▶ What is expected:
The entries below are to be restated exactly, and their images are to be omitted.

-------- Given entries

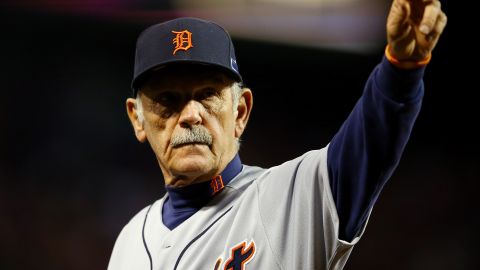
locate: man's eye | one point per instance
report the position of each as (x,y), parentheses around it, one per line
(206,93)
(167,98)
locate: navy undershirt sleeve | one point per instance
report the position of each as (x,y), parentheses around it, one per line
(367,148)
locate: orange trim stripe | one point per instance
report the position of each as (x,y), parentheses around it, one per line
(406,64)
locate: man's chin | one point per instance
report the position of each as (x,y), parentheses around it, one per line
(192,160)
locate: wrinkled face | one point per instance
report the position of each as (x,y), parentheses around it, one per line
(190,123)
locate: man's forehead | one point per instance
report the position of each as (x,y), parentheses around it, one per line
(189,72)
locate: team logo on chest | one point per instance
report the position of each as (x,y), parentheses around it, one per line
(240,255)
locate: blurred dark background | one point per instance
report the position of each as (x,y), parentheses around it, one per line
(72,173)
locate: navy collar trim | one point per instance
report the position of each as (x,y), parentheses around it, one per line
(197,195)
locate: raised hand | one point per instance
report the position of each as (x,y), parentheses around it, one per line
(413,29)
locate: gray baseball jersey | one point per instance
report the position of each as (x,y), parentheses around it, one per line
(283,217)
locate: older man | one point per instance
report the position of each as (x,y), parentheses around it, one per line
(307,213)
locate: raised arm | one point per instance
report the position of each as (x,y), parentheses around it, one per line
(368,146)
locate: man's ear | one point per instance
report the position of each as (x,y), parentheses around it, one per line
(244,109)
(137,123)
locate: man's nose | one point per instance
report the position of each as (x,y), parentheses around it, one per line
(191,114)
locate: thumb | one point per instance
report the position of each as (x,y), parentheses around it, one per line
(398,26)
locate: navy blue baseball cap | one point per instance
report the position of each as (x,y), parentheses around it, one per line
(183,40)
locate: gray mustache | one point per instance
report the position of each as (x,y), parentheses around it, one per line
(195,134)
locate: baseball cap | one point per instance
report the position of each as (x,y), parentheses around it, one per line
(183,40)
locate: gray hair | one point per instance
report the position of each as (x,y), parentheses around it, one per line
(236,88)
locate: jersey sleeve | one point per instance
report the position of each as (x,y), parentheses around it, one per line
(298,214)
(367,148)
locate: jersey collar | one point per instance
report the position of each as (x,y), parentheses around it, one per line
(197,195)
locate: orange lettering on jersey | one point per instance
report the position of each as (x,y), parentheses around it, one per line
(182,40)
(240,255)
(217,184)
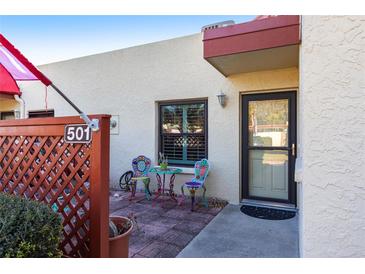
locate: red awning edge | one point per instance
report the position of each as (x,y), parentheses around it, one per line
(7,83)
(21,58)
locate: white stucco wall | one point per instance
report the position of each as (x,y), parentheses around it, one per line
(131,81)
(332,80)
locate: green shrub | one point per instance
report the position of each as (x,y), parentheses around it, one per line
(28,229)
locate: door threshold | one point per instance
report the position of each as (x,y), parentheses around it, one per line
(276,205)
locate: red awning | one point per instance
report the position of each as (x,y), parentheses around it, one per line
(7,83)
(17,65)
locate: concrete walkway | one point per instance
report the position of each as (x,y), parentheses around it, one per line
(233,234)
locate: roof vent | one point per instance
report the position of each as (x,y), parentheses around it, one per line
(218,25)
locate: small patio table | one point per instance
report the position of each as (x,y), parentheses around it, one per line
(161,183)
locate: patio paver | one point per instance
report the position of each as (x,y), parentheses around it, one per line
(164,228)
(232,234)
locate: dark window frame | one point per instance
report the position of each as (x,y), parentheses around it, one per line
(4,113)
(183,102)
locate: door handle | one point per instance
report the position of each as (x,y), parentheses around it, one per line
(293,149)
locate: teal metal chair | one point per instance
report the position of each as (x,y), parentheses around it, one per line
(141,166)
(201,170)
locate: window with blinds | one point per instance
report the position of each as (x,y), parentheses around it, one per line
(183,132)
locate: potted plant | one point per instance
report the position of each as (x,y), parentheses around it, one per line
(163,161)
(120,229)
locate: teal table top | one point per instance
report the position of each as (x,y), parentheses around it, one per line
(169,170)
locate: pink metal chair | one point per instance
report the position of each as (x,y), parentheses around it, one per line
(141,166)
(201,170)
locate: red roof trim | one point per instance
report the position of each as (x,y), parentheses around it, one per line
(7,84)
(261,34)
(252,26)
(17,54)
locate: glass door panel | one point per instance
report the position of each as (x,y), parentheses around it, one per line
(269,146)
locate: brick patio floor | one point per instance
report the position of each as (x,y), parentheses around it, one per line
(164,227)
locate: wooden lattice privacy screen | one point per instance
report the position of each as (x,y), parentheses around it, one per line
(73,179)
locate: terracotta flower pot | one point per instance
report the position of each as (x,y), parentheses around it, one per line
(119,245)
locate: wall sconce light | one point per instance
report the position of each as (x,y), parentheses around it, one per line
(221,98)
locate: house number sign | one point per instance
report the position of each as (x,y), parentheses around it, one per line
(80,134)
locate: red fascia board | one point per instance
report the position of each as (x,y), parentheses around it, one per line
(282,31)
(252,41)
(8,84)
(252,26)
(17,54)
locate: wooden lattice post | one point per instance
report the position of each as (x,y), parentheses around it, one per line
(99,190)
(72,178)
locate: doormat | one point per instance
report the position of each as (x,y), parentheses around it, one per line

----------------

▶ Exercise output:
locate: man's eye | one point per instance
report the position of each as (x,y), parentheses around it, one per line
(206,93)
(167,98)
locate: navy undershirt sleeve | one point per instance
report the position of each as (x,y), parentheses around it, one per line
(367,148)
locate: orange trim stripe | one point per instance
report the position of each as (x,y), parentheses around it, one per line
(406,64)
locate: man's chin | one point per instance
report the position of each as (x,y), parentheses around it, one per line
(192,160)
locate: wrinkled face | one point per instance
report the position of each as (x,y), parentheses around it, one per line
(190,123)
locate: man's forehead | one point per instance
report the position of each as (x,y), parentheses around it, one per line
(189,72)
locate: team logo on chest | one point per instance
report the position of each as (x,y), parentheses around it, one per line
(240,255)
locate: blurred dark background | one point per instance
report the position of each as (x,y), parentheses around it, one per line
(72,173)
locate: navy collar trim | one point per instance
report the position of each as (x,y), parentheses around it, one per line
(197,195)
locate: raised hand | one point per instance
report the position of each as (x,y), parentheses around it, one per line
(413,29)
locate: gray baseball jersey | one point per instance
report the position of each as (x,y), parentheses around it, one per line
(283,217)
locate: older man | one point per instance
report the position of each as (x,y), parentheses around it, one per line
(307,213)
locate: raised arm | one point per instance
report the position of each as (x,y), parentheses around it, one per line
(368,146)
locate: man's ear | one point per instance
report the position of each as (x,y), parentheses around it, one per line
(244,109)
(137,123)
locate: man's nose | one point per instance
report the position of each as (x,y), parentheses around it, one per line
(191,114)
locate: thumb | one point per instance
report the position of each as (x,y), parentheses around it, one per line
(398,26)
locate: navy blue baseball cap | one point per instance
report the position of each as (x,y), parentheses around it, one per line
(183,40)
locate: gray mustache | one point per instance
report the position of each as (x,y), parentheses around it, one per line
(195,134)
locate: baseball cap | one point per instance
report the position of each as (x,y), parentheses around it, one per line
(183,40)
locate: gray hair | one point per instance
report the position of each as (x,y), parentheses around it, one per line
(236,88)
locate: jersey sleeve | one point per instance
report the position of each as (x,y), parentheses around it, one per line
(298,214)
(367,148)
locate: jersey collar | one point per instance
report the position of each as (x,y), parentheses around it, one per line
(197,195)
locate: orange lettering on jersey | one point per instance
report the position of each as (x,y), parentheses around it, one per line
(182,40)
(240,255)
(217,184)
locate: red awning edge | one point per instance
report the position of each as (x,y), parentheses around it, one per line
(7,83)
(21,58)
locate: white stucco wall | one point per instance
report the position of each as (x,y), parentheses around it, one per line
(131,81)
(332,80)
locate: green shrub | one point per instance
report the position of each as (x,y), parentheses around it, one per line
(28,229)
locate: door threshold | one point per instance
report the position of each as (x,y), parentheses around it, one per line
(276,205)
locate: red awning | one point per instance
report the position of each as (x,y), parentheses around it, one per line
(7,83)
(17,65)
locate: concrete walkway | one point per instance
report the position of each as (x,y), parentheses around it, one per line
(233,234)
locate: roof vent | one point per instance
report the position of each as (x,y), parentheses around it, one per line
(218,25)
locate: small patio table | one point per instance
report the position of each as (x,y), parentheses around it, one per line
(161,183)
locate: patio paver | one point per instance
report the position of each as (x,y), parentheses around it, one per line
(164,228)
(232,234)
locate: dark window frame | one point per instance
report the position of each as (x,y), parentheses around it, one per line
(4,113)
(183,102)
locate: door handle | one point per instance
report the position of each as (x,y), parentheses around it, one per line
(293,149)
locate: teal metal chair | one point per instance
report the position of each as (x,y), parentheses around it, one per line
(141,166)
(201,170)
locate: window with blinds | one point per instance
report the position of each as (x,y), parentheses around it, one per line
(183,132)
locate: potted plant | one point per instance
report the position of each as (x,y), parentheses around it, one per line
(163,161)
(120,229)
locate: teal table top | one point per instance
report the position of each as (x,y), parentheses around it, one per line
(169,170)
locate: pink metal chair | one point per instance
report the position of each as (x,y), parentheses around it, one per line
(141,166)
(201,170)
locate: red roof trim | one point per instance
report the position of each as (x,y), parentheses around it, one per line
(7,84)
(261,34)
(252,26)
(17,54)
locate: glass door panel | one point per instance
report the position of each as (x,y), parentheses around it, one per line
(269,146)
locate: brick patio floor | one point per instance
report the position of each as (x,y), parentheses around it, one per line
(164,227)
locate: wooden lattice privacy screen | one point per instance
report the position of each as (x,y), parentheses around it, one per line
(73,179)
locate: terracotta flower pot | one point per instance
report the position of each as (x,y), parentheses around it, one per line
(119,245)
locate: wall sconce light | one point per instance
report the position of each as (x,y), parentheses around it, one per line
(221,98)
locate: house number sign | one point per instance
report the position of each as (x,y), parentheses around it, one per line
(80,134)
locate: red fascia board | one point per instance
report the position of each as (x,y), parentheses around it, one per line
(282,31)
(252,41)
(8,84)
(252,26)
(17,54)
locate: wooden lattice post | one point per instance
report the position of each as (x,y), parentheses around it, one per line
(99,190)
(72,178)
locate: doormat | one point per instance
report the position of each as (x,y), parentheses around it, one per line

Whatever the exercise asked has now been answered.